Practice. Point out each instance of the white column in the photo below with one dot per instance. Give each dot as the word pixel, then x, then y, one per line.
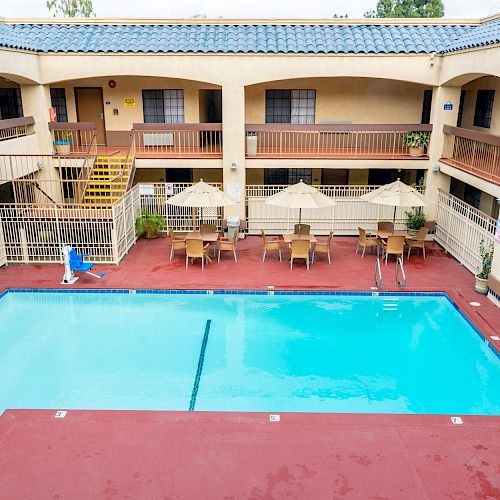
pixel 440 117
pixel 494 278
pixel 233 140
pixel 36 103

### Work to be completed
Copy the records above line for line, changing nothing, but leave out the pictures.

### Task solution
Practice. Point out each instance of the white column in the photo below with one dot per instance. Give each dot as the word pixel, then x, then y, one per line.
pixel 440 117
pixel 494 278
pixel 233 140
pixel 36 103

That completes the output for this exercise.